### Exercise aim
An exact reproduction of all the entries below is required.
*** Opening Records supplied ***
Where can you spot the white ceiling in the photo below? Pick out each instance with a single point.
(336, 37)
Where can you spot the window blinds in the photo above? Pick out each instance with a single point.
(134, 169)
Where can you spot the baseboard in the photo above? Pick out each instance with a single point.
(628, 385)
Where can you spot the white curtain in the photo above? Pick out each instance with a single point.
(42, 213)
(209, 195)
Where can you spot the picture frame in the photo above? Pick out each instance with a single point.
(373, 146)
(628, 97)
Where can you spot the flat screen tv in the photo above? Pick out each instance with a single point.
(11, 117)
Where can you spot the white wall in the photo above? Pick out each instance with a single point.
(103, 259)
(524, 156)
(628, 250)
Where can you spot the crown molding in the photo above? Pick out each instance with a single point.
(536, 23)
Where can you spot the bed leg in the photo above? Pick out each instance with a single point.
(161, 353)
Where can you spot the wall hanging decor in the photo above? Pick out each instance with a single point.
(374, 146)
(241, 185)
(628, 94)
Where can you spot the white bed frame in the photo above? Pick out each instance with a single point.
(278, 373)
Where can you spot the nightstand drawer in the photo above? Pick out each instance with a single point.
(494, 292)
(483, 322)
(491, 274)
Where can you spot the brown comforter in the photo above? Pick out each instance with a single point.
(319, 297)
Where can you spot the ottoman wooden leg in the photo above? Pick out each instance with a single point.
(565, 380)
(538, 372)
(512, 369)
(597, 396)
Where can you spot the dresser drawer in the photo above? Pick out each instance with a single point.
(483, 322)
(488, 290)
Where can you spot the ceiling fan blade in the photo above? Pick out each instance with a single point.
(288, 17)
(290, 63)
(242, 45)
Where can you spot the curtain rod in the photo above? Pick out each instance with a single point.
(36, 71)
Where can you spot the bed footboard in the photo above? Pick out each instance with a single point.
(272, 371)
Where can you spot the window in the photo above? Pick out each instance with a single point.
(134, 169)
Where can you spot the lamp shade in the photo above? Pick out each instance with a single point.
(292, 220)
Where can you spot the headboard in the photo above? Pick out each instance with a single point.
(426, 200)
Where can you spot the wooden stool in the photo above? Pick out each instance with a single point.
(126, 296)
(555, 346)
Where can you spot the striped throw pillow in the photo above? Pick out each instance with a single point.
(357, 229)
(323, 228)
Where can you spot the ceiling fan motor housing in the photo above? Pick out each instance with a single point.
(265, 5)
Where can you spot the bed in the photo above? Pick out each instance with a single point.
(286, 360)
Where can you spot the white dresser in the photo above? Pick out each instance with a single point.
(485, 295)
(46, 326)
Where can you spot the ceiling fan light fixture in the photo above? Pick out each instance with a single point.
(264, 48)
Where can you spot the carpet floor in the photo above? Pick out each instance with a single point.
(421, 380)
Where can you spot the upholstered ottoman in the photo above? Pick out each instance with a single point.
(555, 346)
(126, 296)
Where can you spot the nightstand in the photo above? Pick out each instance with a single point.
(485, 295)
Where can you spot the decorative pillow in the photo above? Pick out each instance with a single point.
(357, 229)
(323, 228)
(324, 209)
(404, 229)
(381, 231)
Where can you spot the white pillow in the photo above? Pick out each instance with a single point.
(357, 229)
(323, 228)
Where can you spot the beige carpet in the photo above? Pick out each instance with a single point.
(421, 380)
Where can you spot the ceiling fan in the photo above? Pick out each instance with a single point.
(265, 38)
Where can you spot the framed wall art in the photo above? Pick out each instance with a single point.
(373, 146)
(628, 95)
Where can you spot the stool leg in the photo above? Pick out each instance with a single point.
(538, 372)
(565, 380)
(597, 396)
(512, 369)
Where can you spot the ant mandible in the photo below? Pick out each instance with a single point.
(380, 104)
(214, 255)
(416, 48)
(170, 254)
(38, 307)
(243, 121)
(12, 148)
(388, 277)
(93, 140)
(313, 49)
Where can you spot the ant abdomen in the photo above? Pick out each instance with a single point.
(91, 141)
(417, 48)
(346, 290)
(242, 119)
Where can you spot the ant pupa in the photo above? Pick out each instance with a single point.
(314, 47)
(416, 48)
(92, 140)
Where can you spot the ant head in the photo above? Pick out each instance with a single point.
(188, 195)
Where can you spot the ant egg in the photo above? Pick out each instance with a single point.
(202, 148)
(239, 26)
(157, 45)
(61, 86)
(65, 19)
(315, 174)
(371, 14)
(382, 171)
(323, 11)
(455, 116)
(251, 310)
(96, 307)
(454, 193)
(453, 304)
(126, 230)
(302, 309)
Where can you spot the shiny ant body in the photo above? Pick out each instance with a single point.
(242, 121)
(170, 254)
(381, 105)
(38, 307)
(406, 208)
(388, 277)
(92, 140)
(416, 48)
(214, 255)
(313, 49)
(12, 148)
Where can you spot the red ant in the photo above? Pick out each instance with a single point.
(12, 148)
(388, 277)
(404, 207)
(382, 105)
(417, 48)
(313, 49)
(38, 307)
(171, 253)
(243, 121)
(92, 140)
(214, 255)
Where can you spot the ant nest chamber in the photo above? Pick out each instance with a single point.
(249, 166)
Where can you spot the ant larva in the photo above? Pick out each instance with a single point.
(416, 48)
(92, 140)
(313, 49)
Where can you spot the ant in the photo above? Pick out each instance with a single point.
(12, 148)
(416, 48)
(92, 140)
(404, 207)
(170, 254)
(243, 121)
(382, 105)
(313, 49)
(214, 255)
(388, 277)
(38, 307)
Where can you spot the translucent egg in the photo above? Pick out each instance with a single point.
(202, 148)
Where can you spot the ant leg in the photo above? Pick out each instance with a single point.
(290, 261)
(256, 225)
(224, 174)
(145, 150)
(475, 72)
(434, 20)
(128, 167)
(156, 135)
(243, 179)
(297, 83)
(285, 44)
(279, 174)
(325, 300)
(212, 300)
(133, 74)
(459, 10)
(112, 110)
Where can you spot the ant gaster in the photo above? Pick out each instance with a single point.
*** Closing Records supplied ***
### Solution
Where can you spot the white ceiling in the photo below? Pick out each instance with a single point.
(336, 37)
Where can you spot the window blinds in the photo above? Pick out each instance with a single point.
(134, 169)
Where can you spot the baseboard in the photo above? Pick out each instance with a single point.
(628, 385)
Where can you spot the white curtain in the photo above? Pick out each instance with a single point.
(42, 213)
(209, 195)
Where can you spot the picture frame in the photo above? Pick out each instance with a single point.
(373, 146)
(628, 97)
Where can you spot the flat screen tv in the photo above? Pick out each instance with a single point.
(11, 117)
Where can you spot the white wall in the photo above? Pick out each instance with a single point.
(103, 259)
(524, 156)
(628, 250)
Where can you spot the crown molding in the photo above? Pick out each instance with a single point.
(536, 23)
Where can you spot the bed leg in the photo above? Pick out each instance with a single point.
(161, 353)
Where can you spot the wall hanging decor in the photo above? Pick out each instance with a single point.
(374, 146)
(241, 185)
(628, 94)
Where can you spot the white bed frame in the photo above? Pick out each instance with a single point.
(278, 373)
Where can you spot the nightstand drawer in the photo above? Pick out each instance with a single point.
(494, 292)
(483, 322)
(491, 274)
Where can you spot the brown comforter in the photo above? Pick out each instance with a single point.
(319, 297)
Where can you spot the ottoman wooden leg in the photo above? Pick out each instance with a single point.
(565, 380)
(538, 372)
(512, 369)
(597, 396)
Where can you spot the dresser drawer in the photo above? Pick out each instance with a single point.
(483, 322)
(488, 290)
Where can you spot the ceiling fan blade in the photo above? Pick out each instance with a single point.
(288, 17)
(290, 63)
(242, 45)
Where can you spot the curtain rod in the photo above? Pick out each instance with a single point.
(36, 71)
Where can you spot the bed footboard in the photo above? Pick out each instance with a single point.
(272, 371)
Where can you spot the window in the photo above? Pick out each instance with a single point.
(134, 169)
Where can you spot the lamp shade in the photo above? Pick out each instance with a single point.
(292, 220)
Where can you spot the headboard in the photo above? Pick out each instance with a single point.
(426, 200)
Where can you spot the wooden stool in the photo above? Pick out each instance with a single point.
(126, 296)
(555, 346)
Where can you spot the striped throw pillow in the photo above? Pick out each instance with a single point.
(357, 229)
(323, 228)
Where can you spot the ceiling fan motor housing in the photo above? Pick out each instance with a single point.
(265, 5)
Where can you spot the bed in the photo above? Pick out each instance with a single point.
(286, 360)
Where can you spot the white dresser in the photo above? Pick out each instance with a single point.
(485, 295)
(46, 326)
Where can you spot the ceiling fan light fixture in the photo above? Pick out each instance with a single point.
(264, 48)
Where can you spot the carpet floor in the photo above? Pick out each instance with a single point.
(421, 380)
Where can you spot the upholstered ottoman in the photo above? Pick out each instance with a single point.
(555, 346)
(126, 296)
Where can you spot the nightstand in the photo above? Pick out each instance with a single point.
(485, 295)
Where can you spot the decorative pillow in the photo above? Pick out each instance with a single point.
(357, 229)
(323, 228)
(324, 209)
(404, 229)
(381, 231)
Where can you spot the white pillow in the photo above? Pick out each instance with a single point.
(357, 229)
(323, 228)
Where can you spot the beige carpet in the photo above? Pick out each instance with a single point.
(421, 380)
Where can you spot the ceiling fan in the photo above? Pick out each instance with a single point.
(265, 38)
Where can you spot the framed wall art in the photo above? Pick out each instance with a single point.
(373, 146)
(628, 95)
Where can you spot the stool leg in the photo above? Pick out each instance with a single point.
(538, 372)
(565, 380)
(597, 396)
(512, 369)
Where can you spot the ant mandible in the photo below? Pick out each instance with a single point.
(380, 104)
(214, 255)
(416, 48)
(170, 254)
(38, 307)
(243, 121)
(12, 148)
(388, 277)
(93, 140)
(313, 49)
Where can you spot the ant abdomen in the photo above? Pick out each instance with a single point.
(91, 141)
(417, 48)
(346, 290)
(242, 119)
Where can you spot the ant pupa in the photo above? Pick out each instance with a single point.
(314, 47)
(416, 48)
(92, 140)
Where can you spot the ant head in the photo above? Pick out each instance with a single point.
(188, 195)
Where can you spot the ant egg in the photo above? Pick out each instance with a single point.
(202, 148)
(239, 26)
(157, 45)
(61, 86)
(65, 19)
(315, 174)
(371, 14)
(382, 171)
(323, 11)
(455, 116)
(251, 310)
(96, 307)
(454, 193)
(453, 304)
(126, 230)
(302, 309)
Where can you spot the shiny ant body in the photo above? Pick out each instance with a single point.
(242, 121)
(170, 254)
(381, 105)
(38, 307)
(406, 208)
(388, 277)
(92, 140)
(416, 48)
(214, 255)
(313, 49)
(12, 148)
Where can you spot the red ant in the photo above? Pick out each instance with a single point.
(12, 148)
(388, 277)
(404, 207)
(382, 105)
(417, 48)
(313, 49)
(38, 307)
(171, 253)
(243, 121)
(92, 140)
(214, 255)
Where can you spot the ant nest chamber in the photo above? Pick out each instance with a single point.
(249, 166)
Where can you spot the ant larva in the photo above? Pick out each instance with a single point.
(416, 48)
(92, 140)
(313, 49)
Where can you spot the ant in the photo above? Pick out each instance with a single point.
(12, 148)
(416, 48)
(92, 140)
(404, 207)
(170, 254)
(243, 121)
(382, 105)
(313, 49)
(214, 255)
(388, 277)
(38, 307)
Where can you spot the translucent egg in the photo above? Pick out each instance with a single point.
(202, 148)
Where can you spot the ant leg in the photo above? Pick out each instance with a single point.
(290, 261)
(256, 225)
(224, 174)
(145, 150)
(475, 72)
(434, 20)
(128, 167)
(156, 135)
(243, 179)
(297, 83)
(285, 44)
(279, 174)
(325, 300)
(212, 300)
(133, 74)
(459, 10)
(112, 110)
Where can you spot the ant gaster in the photo above? Pick out each instance with a single point.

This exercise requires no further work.